■ THE REQUEST ■
Reproduce every line of the records below without the pictures, keeping the requests, and rescale each x,y coordinate in the answers by multiplying it by 0.45 and rounding to a whole number, with halves rounded up. Leave the numbers in the requests, including their sample coordinates, unchanged.

■ INFORMATION SHOWN ■
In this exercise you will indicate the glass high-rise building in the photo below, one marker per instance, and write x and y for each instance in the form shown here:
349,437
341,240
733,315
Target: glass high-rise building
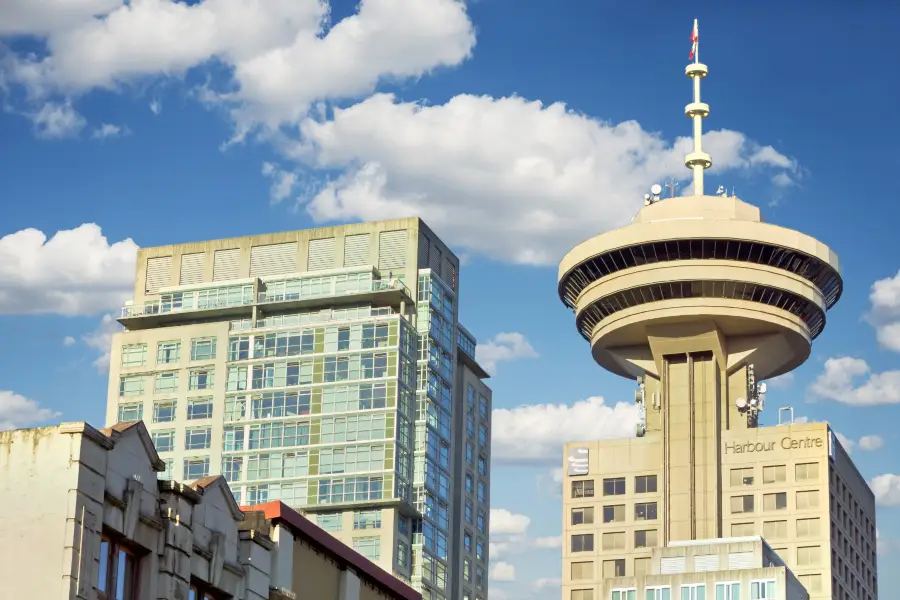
325,368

■ WRITTEN ANSWER ■
In this exercise you will indicate the glass high-rise building in the photo below, one marker per instance, and write x and y for each instance in the form shown here:
349,437
341,240
733,315
Target: glass high-rise building
146,166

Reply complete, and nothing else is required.